» Supplied material
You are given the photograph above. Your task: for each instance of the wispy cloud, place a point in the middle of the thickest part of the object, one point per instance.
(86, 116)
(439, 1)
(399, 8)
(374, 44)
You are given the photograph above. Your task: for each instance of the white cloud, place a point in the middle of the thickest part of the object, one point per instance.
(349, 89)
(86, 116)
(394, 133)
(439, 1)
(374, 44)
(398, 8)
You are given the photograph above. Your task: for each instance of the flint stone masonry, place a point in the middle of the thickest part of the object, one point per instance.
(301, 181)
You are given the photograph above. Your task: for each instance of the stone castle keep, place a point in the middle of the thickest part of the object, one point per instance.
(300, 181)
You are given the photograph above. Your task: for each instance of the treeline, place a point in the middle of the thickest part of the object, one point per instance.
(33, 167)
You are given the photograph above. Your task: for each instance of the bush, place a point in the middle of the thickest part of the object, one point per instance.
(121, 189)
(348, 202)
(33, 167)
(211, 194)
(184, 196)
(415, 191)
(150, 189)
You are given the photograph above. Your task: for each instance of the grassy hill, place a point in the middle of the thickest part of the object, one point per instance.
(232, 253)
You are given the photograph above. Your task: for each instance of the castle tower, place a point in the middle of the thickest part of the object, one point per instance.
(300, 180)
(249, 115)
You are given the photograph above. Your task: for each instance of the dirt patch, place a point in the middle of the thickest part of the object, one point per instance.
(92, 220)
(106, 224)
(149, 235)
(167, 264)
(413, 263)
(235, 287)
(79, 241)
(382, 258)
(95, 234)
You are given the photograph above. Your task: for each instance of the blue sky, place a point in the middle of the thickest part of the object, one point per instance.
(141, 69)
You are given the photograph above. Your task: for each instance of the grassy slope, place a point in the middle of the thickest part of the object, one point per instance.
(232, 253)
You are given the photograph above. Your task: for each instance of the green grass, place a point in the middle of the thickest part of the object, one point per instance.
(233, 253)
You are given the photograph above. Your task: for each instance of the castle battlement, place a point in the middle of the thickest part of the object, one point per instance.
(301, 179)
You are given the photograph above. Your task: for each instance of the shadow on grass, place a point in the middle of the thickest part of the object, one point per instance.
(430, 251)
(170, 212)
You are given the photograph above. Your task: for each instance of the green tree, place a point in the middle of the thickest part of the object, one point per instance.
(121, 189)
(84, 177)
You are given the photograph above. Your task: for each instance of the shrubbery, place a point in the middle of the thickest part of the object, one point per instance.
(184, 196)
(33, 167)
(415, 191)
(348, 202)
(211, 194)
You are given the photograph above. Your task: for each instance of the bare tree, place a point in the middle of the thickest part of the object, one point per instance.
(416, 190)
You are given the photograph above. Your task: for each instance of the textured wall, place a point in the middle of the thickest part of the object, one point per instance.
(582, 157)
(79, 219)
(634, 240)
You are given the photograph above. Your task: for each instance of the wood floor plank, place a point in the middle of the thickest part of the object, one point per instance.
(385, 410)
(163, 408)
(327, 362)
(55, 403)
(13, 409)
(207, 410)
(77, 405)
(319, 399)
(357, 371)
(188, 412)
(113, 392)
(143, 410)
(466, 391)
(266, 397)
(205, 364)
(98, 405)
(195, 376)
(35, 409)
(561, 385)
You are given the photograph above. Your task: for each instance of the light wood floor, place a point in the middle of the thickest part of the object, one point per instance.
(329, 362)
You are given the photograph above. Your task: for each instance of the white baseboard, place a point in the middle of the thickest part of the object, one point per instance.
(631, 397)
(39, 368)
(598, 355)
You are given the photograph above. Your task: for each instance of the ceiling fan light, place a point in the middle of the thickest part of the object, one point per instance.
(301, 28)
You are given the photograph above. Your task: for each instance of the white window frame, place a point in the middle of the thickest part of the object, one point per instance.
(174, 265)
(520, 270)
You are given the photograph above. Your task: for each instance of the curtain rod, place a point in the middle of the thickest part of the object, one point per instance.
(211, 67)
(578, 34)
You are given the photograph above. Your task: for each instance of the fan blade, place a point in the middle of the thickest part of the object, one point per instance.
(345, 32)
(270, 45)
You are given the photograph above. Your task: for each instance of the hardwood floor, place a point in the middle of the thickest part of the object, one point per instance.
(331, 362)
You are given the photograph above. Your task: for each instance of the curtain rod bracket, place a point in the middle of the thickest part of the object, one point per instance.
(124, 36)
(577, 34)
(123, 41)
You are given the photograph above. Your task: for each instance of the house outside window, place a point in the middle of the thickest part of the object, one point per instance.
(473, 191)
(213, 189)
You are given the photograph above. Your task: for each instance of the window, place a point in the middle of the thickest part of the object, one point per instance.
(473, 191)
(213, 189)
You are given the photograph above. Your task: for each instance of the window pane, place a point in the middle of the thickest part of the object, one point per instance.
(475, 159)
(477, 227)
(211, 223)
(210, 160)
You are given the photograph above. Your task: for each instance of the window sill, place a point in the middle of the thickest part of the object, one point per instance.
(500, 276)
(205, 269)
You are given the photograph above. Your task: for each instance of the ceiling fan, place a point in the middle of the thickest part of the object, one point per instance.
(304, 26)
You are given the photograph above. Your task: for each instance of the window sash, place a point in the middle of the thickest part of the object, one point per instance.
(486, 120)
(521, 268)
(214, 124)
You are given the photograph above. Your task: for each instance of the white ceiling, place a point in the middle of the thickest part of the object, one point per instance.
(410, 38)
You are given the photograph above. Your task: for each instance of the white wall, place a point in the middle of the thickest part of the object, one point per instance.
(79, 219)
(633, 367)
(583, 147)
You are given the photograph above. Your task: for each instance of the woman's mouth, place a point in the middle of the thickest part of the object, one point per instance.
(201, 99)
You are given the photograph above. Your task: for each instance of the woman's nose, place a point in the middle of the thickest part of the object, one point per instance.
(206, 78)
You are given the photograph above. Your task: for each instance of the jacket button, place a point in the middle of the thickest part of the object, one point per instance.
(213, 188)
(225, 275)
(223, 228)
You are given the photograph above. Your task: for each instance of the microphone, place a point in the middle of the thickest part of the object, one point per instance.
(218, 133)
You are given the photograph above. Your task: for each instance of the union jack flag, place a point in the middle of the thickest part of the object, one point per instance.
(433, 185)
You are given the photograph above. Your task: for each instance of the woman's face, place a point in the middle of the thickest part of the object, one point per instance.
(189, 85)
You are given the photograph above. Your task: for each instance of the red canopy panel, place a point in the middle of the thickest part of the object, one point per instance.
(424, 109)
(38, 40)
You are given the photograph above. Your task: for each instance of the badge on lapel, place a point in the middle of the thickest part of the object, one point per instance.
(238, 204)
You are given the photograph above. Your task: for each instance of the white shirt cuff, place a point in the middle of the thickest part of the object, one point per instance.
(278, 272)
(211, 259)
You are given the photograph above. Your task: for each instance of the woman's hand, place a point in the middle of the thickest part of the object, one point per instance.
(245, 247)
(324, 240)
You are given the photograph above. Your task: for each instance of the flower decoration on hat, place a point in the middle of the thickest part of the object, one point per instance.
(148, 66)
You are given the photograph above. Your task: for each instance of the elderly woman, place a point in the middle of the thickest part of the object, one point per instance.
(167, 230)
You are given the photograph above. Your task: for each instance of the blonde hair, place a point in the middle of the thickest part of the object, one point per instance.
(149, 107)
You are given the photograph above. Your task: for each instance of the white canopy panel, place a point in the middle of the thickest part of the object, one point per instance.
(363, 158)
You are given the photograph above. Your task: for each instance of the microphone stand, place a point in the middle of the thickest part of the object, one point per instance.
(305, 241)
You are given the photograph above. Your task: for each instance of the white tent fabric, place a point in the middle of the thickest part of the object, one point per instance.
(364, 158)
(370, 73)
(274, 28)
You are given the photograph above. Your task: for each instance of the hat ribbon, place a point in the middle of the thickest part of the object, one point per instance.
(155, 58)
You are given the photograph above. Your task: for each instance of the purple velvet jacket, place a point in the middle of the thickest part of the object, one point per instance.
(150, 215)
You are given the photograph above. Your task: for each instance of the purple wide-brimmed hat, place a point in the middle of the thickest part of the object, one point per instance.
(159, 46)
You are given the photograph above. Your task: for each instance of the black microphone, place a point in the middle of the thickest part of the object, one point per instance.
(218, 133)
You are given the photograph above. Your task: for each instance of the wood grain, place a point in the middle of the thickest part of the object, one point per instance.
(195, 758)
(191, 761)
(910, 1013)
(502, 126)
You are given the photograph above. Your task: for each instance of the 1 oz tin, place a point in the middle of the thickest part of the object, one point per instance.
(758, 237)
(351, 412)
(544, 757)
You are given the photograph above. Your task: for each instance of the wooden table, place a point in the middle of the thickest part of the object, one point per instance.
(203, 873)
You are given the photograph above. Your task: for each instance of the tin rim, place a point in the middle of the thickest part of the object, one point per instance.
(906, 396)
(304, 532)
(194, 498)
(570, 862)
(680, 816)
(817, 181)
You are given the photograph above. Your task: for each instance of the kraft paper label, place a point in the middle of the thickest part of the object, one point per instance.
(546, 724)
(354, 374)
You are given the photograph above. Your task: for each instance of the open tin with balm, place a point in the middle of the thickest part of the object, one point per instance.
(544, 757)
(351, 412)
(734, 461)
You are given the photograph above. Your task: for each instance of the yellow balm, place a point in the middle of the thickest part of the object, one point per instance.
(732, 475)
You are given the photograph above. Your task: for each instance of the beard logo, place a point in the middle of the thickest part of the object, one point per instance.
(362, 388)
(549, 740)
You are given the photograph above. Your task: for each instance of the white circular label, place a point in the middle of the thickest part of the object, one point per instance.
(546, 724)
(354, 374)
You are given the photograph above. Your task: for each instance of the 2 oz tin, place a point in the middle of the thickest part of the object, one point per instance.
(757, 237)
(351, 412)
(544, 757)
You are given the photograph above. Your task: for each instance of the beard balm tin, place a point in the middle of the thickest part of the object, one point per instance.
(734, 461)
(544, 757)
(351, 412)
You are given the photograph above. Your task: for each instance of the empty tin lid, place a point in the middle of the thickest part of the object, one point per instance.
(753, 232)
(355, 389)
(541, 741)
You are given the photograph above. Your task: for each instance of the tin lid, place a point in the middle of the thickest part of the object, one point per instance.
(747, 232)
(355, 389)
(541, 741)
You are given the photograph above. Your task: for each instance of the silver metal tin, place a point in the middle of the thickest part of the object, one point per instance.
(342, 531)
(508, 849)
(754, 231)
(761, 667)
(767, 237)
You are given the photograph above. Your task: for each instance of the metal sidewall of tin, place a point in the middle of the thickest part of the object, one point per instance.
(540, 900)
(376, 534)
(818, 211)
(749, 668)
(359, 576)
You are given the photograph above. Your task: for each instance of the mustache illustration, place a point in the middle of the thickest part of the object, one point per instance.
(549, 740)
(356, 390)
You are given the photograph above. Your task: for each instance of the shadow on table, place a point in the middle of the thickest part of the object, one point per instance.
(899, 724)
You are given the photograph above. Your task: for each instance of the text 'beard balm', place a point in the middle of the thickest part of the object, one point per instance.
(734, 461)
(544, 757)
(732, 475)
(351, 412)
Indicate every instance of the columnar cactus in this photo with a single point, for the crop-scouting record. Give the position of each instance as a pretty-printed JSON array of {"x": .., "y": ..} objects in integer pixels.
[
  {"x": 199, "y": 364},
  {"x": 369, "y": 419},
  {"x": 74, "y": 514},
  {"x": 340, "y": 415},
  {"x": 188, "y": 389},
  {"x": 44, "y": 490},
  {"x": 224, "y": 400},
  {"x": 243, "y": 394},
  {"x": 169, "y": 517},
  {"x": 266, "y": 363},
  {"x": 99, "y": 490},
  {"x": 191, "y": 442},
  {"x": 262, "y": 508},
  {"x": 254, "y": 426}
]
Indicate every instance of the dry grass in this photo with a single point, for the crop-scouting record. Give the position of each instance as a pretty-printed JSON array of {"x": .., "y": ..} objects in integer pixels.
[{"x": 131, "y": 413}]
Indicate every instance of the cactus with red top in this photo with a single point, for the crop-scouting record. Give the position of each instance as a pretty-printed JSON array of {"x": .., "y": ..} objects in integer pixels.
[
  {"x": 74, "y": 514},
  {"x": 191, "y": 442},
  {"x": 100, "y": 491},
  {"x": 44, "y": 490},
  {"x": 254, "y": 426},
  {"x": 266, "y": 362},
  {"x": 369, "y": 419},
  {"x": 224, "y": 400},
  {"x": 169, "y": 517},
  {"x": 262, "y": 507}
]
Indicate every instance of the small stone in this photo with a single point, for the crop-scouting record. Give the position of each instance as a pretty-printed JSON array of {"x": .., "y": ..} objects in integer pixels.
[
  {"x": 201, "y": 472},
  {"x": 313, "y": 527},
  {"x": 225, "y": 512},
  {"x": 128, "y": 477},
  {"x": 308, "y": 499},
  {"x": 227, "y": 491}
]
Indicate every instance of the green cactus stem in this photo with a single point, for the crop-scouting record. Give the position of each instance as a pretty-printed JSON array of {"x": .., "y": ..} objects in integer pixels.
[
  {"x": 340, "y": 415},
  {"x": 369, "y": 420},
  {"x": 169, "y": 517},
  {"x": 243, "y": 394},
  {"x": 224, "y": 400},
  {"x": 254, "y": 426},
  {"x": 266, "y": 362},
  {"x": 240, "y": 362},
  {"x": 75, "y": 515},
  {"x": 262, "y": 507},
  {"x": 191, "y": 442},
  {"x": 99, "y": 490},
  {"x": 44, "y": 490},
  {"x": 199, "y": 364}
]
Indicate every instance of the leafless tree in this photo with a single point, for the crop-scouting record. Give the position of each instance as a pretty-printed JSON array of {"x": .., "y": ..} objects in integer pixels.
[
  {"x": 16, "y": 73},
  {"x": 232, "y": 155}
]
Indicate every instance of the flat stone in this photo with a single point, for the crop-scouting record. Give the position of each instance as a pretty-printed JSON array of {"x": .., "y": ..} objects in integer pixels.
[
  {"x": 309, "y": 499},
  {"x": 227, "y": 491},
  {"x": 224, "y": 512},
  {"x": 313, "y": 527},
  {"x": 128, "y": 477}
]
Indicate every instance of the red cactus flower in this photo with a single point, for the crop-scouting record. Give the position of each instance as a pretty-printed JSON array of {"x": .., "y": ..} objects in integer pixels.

» Task prompt
In the listing above, find the line containing "Indicate every instance of the cactus" and please quote exactly that line through the last one, and no other lines.

» Exercise output
Indicate every instance of the cactus with red top in this photo with a single point, for the crop-scouting record. Give the position of each instance as a pretty-printed JSON array of {"x": .., "y": ..} objects in integer pixels.
[
  {"x": 74, "y": 514},
  {"x": 191, "y": 442},
  {"x": 100, "y": 491},
  {"x": 44, "y": 490},
  {"x": 254, "y": 426},
  {"x": 266, "y": 362},
  {"x": 369, "y": 419},
  {"x": 224, "y": 400},
  {"x": 169, "y": 517},
  {"x": 262, "y": 507}
]
Indicate every instance of the small stone in this photo with a single point, for the crop-scouting record. Give the position of each instance as a pretty-printed JSON array of {"x": .., "y": ..} objects in integer pixels.
[
  {"x": 201, "y": 472},
  {"x": 313, "y": 527},
  {"x": 225, "y": 512},
  {"x": 128, "y": 477},
  {"x": 308, "y": 499},
  {"x": 227, "y": 491}
]
Indicate every instance of the green cactus stem in this photo with a single point, for the crop-scouting record. Give the position of each instance as a pretty-printed JSON array of {"x": .., "y": ..} objects in integer pixels.
[
  {"x": 340, "y": 415},
  {"x": 369, "y": 420},
  {"x": 169, "y": 517},
  {"x": 243, "y": 394},
  {"x": 224, "y": 400},
  {"x": 254, "y": 426},
  {"x": 266, "y": 362},
  {"x": 240, "y": 362},
  {"x": 75, "y": 515},
  {"x": 262, "y": 507},
  {"x": 191, "y": 442},
  {"x": 99, "y": 490},
  {"x": 44, "y": 490},
  {"x": 199, "y": 364}
]
Indicate every instance of the leafless tree in this photo with a single point, for the crop-scouting record. Give the position of each instance as a pretty-printed JSON array of {"x": .., "y": ..} objects in integer pixels.
[
  {"x": 16, "y": 73},
  {"x": 232, "y": 155}
]
Indicate every instance of the flat stone in this photo with a single point, for the crop-scouting record. Give the position of each instance as a pretty-printed JSON array of {"x": .., "y": ..} objects in integer pixels.
[
  {"x": 309, "y": 499},
  {"x": 227, "y": 491},
  {"x": 224, "y": 512},
  {"x": 313, "y": 527},
  {"x": 128, "y": 477}
]
Indicate every instance of the red cactus flower in this photo with a single point, for the crop-scouting record. Give the position of each instance as a pretty-printed JSON array of {"x": .., "y": ..} objects in integer pixels.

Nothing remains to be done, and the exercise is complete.